### PROBLEM DESCRIPTION
Taking the line that contains "Query: broken concrete slab" as the first, copy each line exactly up to and including the last line below.

### RECORDS TO PROCESS
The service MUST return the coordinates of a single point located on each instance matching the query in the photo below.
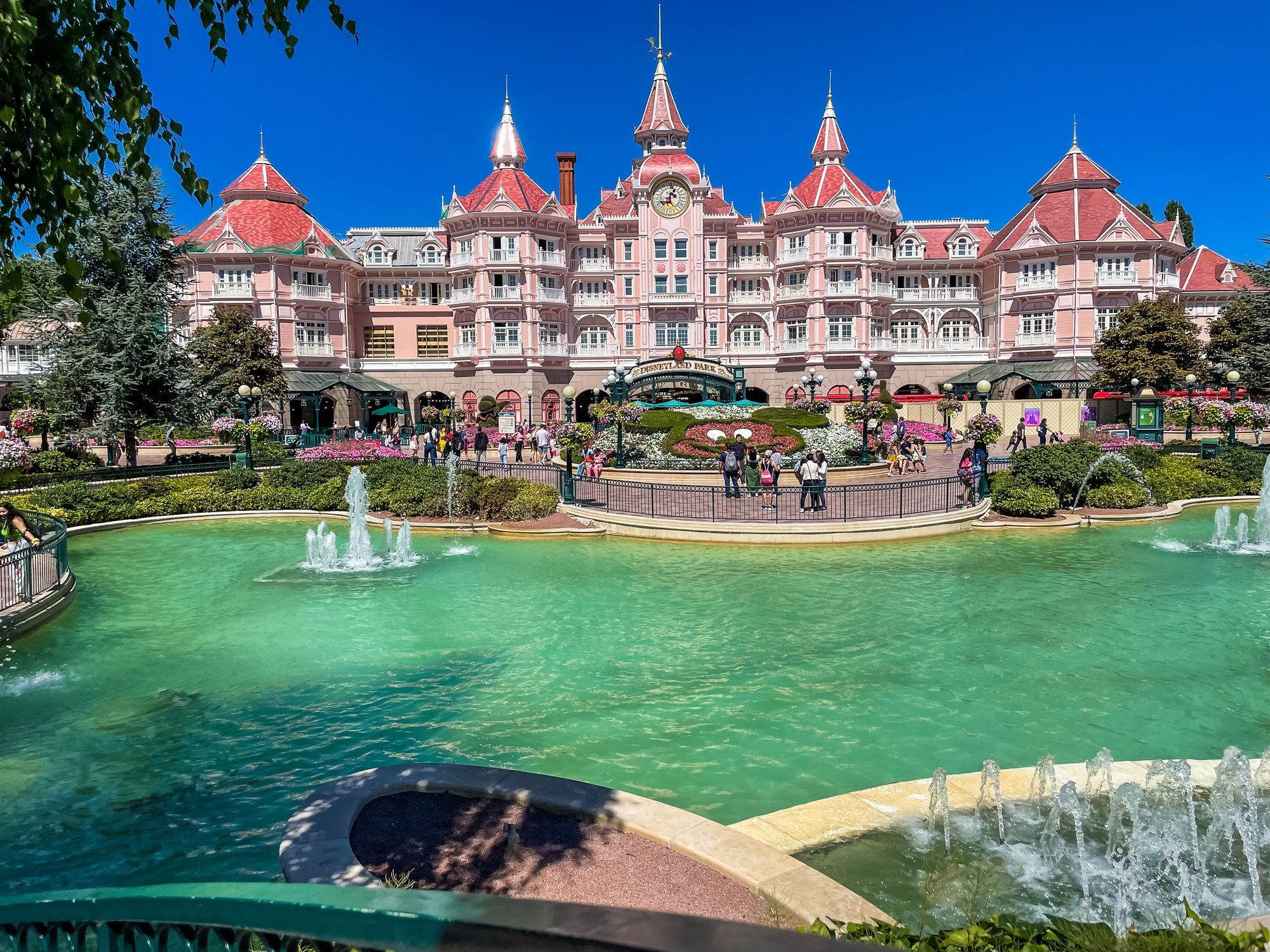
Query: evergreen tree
(126, 369)
(1174, 211)
(236, 351)
(1240, 336)
(1156, 343)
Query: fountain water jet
(940, 802)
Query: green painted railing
(247, 917)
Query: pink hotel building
(518, 294)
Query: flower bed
(352, 451)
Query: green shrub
(534, 502)
(1014, 496)
(1183, 478)
(241, 478)
(1120, 494)
(1060, 468)
(295, 474)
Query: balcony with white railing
(314, 350)
(1034, 341)
(1034, 282)
(1123, 277)
(594, 350)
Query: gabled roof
(1074, 171)
(1205, 270)
(265, 213)
(661, 114)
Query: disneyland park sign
(681, 364)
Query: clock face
(671, 199)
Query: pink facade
(518, 293)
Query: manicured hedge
(397, 486)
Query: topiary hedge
(1014, 496)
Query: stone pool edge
(316, 847)
(849, 816)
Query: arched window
(514, 403)
(551, 407)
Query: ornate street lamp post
(248, 397)
(618, 381)
(1233, 378)
(866, 378)
(1191, 399)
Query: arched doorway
(514, 403)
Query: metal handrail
(286, 917)
(29, 572)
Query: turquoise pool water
(166, 727)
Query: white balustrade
(1034, 340)
(316, 350)
(1034, 282)
(1114, 279)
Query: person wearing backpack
(730, 465)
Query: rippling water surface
(166, 727)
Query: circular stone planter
(316, 847)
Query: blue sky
(961, 106)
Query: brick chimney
(567, 161)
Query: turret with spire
(661, 125)
(507, 152)
(830, 148)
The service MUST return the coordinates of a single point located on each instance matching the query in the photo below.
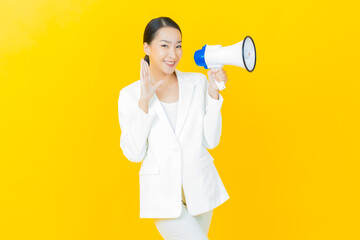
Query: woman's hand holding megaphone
(219, 75)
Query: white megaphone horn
(241, 54)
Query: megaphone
(241, 54)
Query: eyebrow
(169, 41)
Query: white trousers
(185, 227)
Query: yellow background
(289, 151)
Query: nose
(172, 53)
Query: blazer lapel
(185, 97)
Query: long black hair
(153, 26)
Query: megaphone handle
(220, 85)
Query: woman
(168, 119)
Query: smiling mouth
(170, 64)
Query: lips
(170, 64)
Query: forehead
(168, 33)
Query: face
(165, 51)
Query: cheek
(179, 53)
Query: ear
(146, 49)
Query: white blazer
(170, 158)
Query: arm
(135, 126)
(212, 119)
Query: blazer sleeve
(135, 126)
(212, 119)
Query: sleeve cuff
(213, 103)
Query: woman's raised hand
(147, 88)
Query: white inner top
(171, 112)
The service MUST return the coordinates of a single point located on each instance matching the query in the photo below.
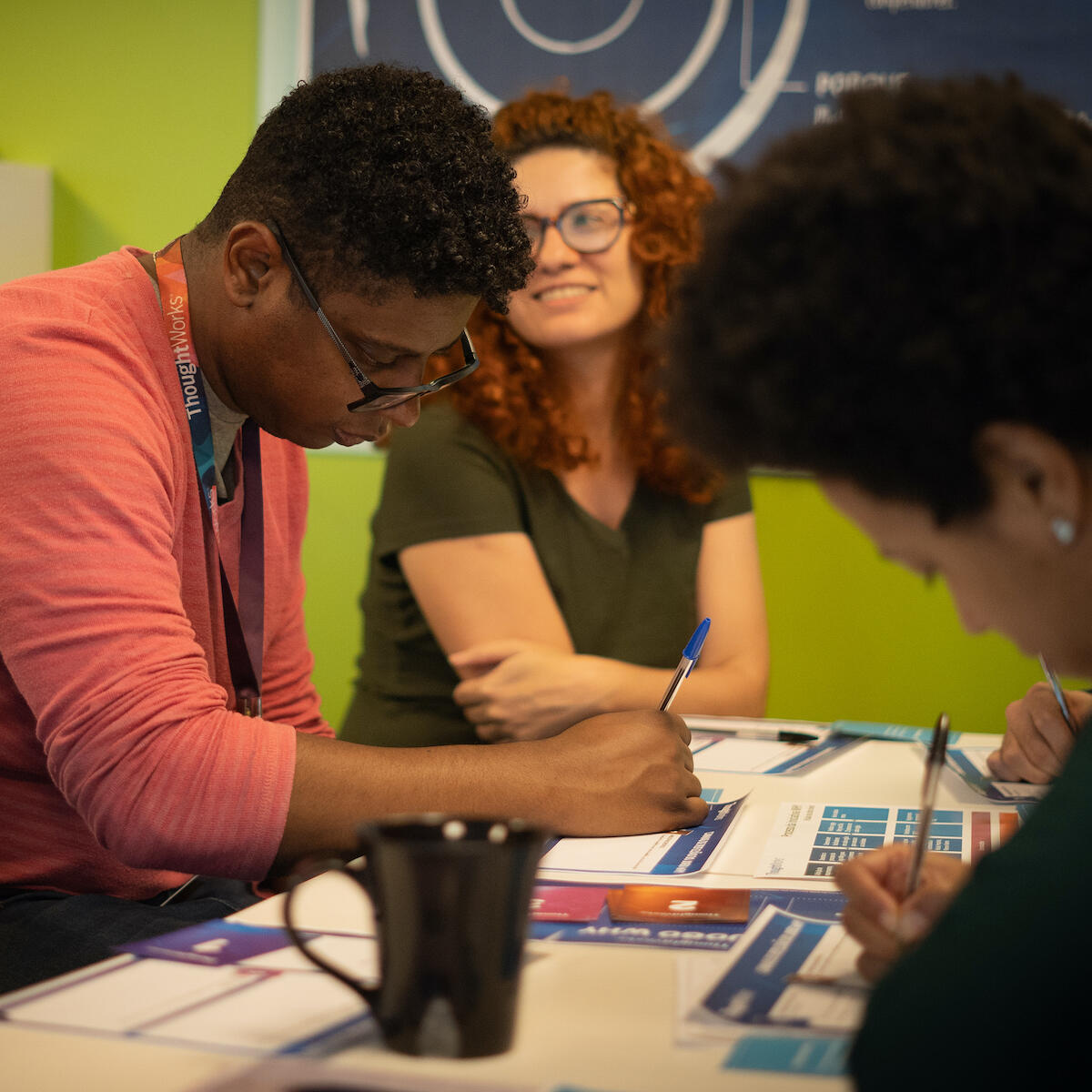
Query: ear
(250, 256)
(1036, 481)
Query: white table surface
(598, 1016)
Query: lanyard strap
(244, 622)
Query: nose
(404, 415)
(554, 252)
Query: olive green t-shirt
(627, 594)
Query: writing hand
(620, 774)
(877, 912)
(1037, 741)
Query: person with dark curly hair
(161, 743)
(898, 303)
(544, 545)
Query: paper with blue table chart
(809, 840)
(751, 988)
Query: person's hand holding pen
(879, 913)
(895, 894)
(1040, 735)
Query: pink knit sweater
(121, 770)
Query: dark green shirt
(627, 594)
(996, 996)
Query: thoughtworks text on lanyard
(244, 622)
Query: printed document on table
(970, 763)
(745, 745)
(672, 853)
(809, 840)
(753, 988)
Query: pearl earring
(1063, 530)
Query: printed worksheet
(672, 853)
(758, 984)
(811, 840)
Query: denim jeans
(48, 933)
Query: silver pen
(935, 763)
(691, 654)
(1059, 697)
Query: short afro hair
(383, 174)
(878, 289)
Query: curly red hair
(512, 397)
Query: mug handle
(370, 994)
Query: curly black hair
(383, 174)
(875, 290)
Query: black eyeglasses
(375, 397)
(589, 228)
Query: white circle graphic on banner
(571, 48)
(743, 116)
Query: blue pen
(691, 654)
(1058, 696)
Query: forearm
(622, 774)
(339, 785)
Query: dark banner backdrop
(725, 75)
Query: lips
(349, 440)
(562, 292)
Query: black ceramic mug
(450, 898)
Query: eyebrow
(401, 349)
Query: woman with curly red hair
(544, 546)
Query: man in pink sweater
(157, 718)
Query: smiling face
(573, 299)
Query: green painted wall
(143, 109)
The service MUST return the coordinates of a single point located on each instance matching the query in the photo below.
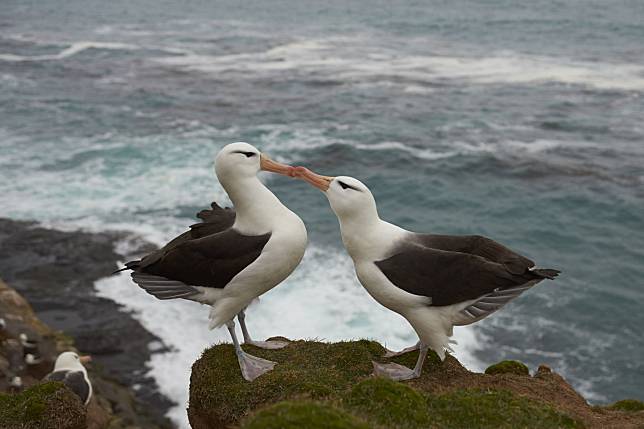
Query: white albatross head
(71, 361)
(349, 198)
(240, 160)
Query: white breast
(385, 292)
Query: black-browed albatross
(232, 256)
(436, 282)
(70, 371)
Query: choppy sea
(523, 121)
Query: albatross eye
(248, 154)
(345, 186)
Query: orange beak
(267, 164)
(314, 179)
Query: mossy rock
(508, 367)
(470, 408)
(389, 403)
(44, 406)
(305, 369)
(303, 414)
(627, 405)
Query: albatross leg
(399, 372)
(251, 366)
(391, 353)
(271, 345)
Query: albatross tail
(132, 265)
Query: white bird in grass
(70, 371)
(436, 282)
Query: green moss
(627, 405)
(42, 406)
(493, 409)
(304, 414)
(305, 368)
(389, 403)
(508, 367)
(330, 385)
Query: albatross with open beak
(232, 256)
(436, 282)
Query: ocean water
(522, 121)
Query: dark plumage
(454, 269)
(210, 254)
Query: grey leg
(271, 345)
(251, 366)
(399, 372)
(391, 353)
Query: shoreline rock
(112, 405)
(333, 381)
(55, 271)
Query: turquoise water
(523, 122)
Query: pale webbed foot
(253, 366)
(391, 353)
(393, 371)
(268, 345)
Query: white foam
(72, 50)
(356, 60)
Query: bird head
(70, 360)
(239, 160)
(349, 198)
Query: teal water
(523, 122)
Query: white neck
(367, 237)
(256, 206)
(70, 367)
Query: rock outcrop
(322, 385)
(113, 405)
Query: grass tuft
(43, 406)
(508, 367)
(627, 405)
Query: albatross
(234, 255)
(434, 281)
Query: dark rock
(55, 271)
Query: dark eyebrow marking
(248, 154)
(345, 186)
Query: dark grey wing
(214, 220)
(491, 302)
(479, 246)
(75, 380)
(448, 277)
(210, 261)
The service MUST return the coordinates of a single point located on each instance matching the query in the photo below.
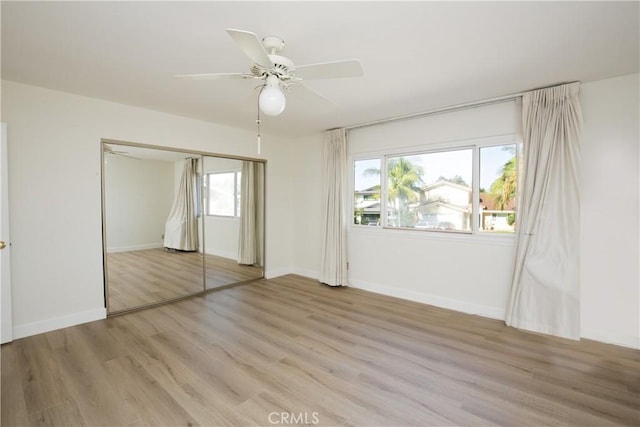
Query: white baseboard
(270, 274)
(222, 254)
(609, 338)
(306, 273)
(28, 329)
(135, 247)
(442, 302)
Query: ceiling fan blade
(214, 76)
(251, 45)
(330, 70)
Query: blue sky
(447, 164)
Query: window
(464, 189)
(222, 193)
(498, 188)
(366, 200)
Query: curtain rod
(457, 107)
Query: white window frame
(236, 178)
(474, 144)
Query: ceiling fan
(277, 72)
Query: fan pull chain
(258, 121)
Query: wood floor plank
(299, 351)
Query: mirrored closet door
(178, 223)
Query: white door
(6, 331)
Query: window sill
(499, 239)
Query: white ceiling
(416, 56)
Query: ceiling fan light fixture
(272, 101)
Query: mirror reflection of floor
(143, 277)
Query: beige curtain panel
(181, 228)
(333, 262)
(251, 244)
(545, 290)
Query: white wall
(416, 267)
(55, 202)
(461, 272)
(139, 194)
(610, 257)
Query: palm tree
(404, 186)
(504, 188)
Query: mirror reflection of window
(150, 194)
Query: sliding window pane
(221, 194)
(431, 190)
(498, 187)
(366, 202)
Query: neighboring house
(367, 206)
(495, 219)
(443, 205)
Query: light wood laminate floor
(289, 349)
(143, 277)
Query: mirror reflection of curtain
(250, 244)
(181, 228)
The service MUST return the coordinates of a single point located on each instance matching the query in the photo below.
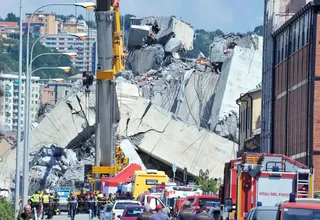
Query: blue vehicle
(63, 194)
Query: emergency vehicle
(299, 209)
(266, 179)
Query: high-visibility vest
(36, 198)
(46, 199)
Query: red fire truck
(264, 179)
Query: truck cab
(299, 209)
(262, 178)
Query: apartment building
(10, 84)
(296, 88)
(73, 26)
(7, 28)
(42, 23)
(53, 92)
(276, 13)
(250, 120)
(66, 43)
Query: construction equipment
(110, 159)
(262, 179)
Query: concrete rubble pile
(156, 40)
(53, 166)
(197, 91)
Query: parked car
(263, 213)
(120, 206)
(131, 212)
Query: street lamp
(86, 5)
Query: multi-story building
(73, 26)
(7, 28)
(10, 83)
(296, 88)
(42, 23)
(276, 13)
(66, 43)
(250, 120)
(53, 92)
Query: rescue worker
(160, 215)
(204, 214)
(99, 204)
(91, 206)
(187, 212)
(56, 203)
(45, 202)
(36, 201)
(73, 206)
(146, 214)
(69, 199)
(50, 209)
(27, 214)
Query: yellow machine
(143, 180)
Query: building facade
(66, 43)
(250, 120)
(276, 13)
(54, 92)
(42, 23)
(296, 93)
(10, 84)
(8, 28)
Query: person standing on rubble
(91, 206)
(187, 212)
(45, 202)
(73, 206)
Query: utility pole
(105, 86)
(18, 148)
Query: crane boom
(109, 158)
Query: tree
(12, 17)
(80, 17)
(6, 210)
(207, 184)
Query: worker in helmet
(36, 201)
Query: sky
(227, 15)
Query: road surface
(78, 217)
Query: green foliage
(6, 210)
(207, 184)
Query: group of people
(45, 201)
(187, 213)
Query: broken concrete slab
(157, 133)
(222, 46)
(138, 35)
(169, 27)
(240, 73)
(173, 45)
(142, 60)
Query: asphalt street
(77, 217)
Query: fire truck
(264, 179)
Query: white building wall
(66, 43)
(241, 73)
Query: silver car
(104, 215)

### RESPONSE TO THIS EXERCISE
Query: broken concrete slab
(157, 133)
(222, 46)
(138, 35)
(169, 27)
(240, 73)
(173, 45)
(142, 60)
Query: asphalt street
(77, 217)
Query: fire truck
(264, 179)
Query: white building wall
(66, 43)
(241, 73)
Query: silver car
(104, 215)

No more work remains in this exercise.